* EXTRACTED ENTRIES *
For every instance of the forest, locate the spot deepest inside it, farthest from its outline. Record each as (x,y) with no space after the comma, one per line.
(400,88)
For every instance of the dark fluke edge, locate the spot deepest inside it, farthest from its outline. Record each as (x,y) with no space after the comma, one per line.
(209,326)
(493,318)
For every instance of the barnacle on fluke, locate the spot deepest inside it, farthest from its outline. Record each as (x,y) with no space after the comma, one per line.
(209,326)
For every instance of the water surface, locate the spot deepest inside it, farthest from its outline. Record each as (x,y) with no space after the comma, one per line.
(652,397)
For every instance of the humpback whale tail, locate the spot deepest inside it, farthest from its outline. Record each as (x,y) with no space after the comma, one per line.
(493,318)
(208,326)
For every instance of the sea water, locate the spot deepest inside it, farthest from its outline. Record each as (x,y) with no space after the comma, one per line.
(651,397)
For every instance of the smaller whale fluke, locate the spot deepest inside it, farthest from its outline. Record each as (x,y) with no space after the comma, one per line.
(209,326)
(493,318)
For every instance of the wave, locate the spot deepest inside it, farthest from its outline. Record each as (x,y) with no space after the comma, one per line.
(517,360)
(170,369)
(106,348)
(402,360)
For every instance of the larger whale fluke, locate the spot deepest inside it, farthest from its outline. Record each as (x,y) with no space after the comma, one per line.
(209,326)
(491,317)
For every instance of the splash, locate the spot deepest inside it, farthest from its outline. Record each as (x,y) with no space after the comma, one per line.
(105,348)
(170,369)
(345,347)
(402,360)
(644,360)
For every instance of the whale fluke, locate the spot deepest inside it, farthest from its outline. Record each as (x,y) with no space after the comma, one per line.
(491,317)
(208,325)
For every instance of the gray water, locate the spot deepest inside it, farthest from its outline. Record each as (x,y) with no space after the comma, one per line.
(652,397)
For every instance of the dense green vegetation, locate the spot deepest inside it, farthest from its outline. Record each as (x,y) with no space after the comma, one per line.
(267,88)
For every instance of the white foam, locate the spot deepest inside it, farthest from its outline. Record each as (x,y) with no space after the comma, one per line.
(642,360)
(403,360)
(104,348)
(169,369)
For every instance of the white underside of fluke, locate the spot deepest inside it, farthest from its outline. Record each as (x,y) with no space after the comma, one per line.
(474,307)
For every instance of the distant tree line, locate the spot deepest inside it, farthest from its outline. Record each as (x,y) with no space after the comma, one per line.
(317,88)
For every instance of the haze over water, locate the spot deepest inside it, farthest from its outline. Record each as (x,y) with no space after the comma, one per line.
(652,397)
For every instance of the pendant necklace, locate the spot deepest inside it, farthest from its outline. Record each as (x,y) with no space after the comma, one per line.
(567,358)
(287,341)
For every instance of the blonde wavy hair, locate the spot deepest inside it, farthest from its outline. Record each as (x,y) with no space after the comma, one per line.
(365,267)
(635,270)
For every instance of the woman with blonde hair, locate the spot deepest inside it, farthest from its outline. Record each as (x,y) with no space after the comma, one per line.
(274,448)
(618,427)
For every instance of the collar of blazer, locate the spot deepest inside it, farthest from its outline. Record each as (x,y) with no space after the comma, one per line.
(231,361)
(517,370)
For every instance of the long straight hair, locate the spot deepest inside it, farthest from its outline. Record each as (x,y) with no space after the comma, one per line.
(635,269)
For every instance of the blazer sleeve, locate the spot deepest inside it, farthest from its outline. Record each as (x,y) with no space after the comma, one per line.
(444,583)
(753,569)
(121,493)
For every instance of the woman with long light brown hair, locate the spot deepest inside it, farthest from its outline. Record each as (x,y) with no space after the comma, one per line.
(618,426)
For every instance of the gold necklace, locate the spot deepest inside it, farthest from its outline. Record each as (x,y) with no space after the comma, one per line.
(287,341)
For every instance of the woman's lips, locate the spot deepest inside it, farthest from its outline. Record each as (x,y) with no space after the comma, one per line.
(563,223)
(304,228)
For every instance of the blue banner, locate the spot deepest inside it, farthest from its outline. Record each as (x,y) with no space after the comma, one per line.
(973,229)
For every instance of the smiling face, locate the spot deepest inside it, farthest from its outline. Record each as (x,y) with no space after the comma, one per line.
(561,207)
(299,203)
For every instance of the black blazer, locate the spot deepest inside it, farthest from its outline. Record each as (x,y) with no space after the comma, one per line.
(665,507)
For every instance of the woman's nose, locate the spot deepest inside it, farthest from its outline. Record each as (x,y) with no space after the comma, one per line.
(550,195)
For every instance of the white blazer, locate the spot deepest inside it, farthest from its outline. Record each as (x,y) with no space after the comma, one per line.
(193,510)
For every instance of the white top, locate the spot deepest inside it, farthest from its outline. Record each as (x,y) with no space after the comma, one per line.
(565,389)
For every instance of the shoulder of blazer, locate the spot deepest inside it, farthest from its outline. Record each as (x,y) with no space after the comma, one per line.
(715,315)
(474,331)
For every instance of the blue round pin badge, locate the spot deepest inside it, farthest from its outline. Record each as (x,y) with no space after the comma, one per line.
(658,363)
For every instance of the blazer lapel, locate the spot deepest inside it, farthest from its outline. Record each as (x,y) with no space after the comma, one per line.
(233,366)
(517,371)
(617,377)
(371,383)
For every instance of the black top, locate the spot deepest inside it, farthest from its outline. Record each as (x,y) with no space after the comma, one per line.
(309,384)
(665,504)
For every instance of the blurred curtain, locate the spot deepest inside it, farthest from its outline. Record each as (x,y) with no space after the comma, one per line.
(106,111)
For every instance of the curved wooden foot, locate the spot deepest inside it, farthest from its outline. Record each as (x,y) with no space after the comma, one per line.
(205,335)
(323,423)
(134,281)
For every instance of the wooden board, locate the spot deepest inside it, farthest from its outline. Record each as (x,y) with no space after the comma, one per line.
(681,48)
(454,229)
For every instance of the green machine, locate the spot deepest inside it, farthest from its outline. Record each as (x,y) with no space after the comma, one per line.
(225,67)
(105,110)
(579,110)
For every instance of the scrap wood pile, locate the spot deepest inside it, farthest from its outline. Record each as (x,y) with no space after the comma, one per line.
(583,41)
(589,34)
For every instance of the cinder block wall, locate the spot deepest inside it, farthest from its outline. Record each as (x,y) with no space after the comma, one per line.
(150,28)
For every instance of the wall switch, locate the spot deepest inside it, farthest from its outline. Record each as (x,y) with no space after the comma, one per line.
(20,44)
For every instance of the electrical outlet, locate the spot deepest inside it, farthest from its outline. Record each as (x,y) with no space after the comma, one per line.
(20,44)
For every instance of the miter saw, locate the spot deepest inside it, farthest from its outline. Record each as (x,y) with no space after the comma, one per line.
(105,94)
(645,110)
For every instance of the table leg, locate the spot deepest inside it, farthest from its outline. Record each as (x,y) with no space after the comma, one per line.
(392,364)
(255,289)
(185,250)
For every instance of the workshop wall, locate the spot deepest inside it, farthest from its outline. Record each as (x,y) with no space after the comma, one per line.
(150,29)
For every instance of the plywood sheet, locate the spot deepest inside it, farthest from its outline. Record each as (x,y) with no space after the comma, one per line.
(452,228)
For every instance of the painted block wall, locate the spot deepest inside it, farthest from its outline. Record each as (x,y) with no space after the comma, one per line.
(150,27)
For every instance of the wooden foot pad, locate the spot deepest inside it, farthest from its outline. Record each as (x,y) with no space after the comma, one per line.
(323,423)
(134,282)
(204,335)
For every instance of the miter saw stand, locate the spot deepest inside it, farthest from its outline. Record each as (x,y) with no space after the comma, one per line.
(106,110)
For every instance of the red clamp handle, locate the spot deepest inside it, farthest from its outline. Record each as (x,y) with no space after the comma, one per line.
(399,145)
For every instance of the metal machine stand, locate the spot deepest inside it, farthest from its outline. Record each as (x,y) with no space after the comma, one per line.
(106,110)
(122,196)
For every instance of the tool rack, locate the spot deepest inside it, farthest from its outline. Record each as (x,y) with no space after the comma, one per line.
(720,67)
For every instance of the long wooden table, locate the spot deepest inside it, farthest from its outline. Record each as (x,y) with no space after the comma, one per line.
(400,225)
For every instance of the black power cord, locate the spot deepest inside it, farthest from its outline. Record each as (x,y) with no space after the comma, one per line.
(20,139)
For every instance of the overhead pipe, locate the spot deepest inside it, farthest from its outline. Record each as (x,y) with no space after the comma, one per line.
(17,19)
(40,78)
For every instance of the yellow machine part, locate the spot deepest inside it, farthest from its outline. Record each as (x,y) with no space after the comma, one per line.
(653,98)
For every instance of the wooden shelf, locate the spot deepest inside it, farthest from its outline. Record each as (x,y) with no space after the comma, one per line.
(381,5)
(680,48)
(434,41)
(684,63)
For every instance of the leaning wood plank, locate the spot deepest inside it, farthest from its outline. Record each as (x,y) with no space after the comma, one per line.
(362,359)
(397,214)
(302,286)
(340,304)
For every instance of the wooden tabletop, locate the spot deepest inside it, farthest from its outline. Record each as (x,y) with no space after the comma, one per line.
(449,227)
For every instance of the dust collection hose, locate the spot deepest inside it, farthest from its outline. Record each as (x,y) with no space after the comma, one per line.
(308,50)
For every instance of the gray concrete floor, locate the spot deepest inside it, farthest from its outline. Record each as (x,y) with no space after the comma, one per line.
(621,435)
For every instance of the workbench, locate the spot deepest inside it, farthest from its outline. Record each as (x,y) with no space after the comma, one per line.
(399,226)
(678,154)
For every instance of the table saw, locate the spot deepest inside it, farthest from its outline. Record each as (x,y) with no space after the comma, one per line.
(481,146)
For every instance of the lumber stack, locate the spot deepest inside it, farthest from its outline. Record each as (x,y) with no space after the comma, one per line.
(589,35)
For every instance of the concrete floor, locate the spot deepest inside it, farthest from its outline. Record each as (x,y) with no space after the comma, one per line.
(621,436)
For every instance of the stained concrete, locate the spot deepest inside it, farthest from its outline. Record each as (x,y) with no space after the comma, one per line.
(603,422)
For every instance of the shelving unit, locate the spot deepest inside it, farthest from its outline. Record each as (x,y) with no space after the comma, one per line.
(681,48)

* WHAT IS ASKED *
Copy the items above word for word, starting at the line that contains "For every instance of the gray concrete" and continuing through the final line of the items.

* COMPLETE OUTPUT *
For every instance of the gray concrete floor, locate the spot deepest inside it, farthest from its outline. Record each as (x,y) with no space after the comma, one per line.
(621,435)
For every instance of the workbench, locate the spot deepest inside it, farthest from its outline. Record each as (x,y) with no space after the comma, one per line.
(399,226)
(678,154)
For every instance of the table saw, locate the spot deepest inside it, farthest from its outline. Record each as (x,y) with no space after the comma, one per line.
(481,146)
For every instance of the lumber stack, locate the spot deepest inside it, farthest from its outline. Record each as (x,y) with no space after the comma, one per line.
(589,35)
For every instance of the concrete floor, locate the spot deepest inside it, farthest from its outline. Record each as (x,y) with no space after the comma, one per line.
(621,436)
For every instance of the stained concrete, locate the spot deepest inside it, farthest from its outline. Record each as (x,y) with no space after the comma, one per line.
(603,422)
For every instance of the shelving unit, locate the spot deepest inside it, farthest from its outline. Record each as (x,y) with no space after the comma, one per line.
(681,48)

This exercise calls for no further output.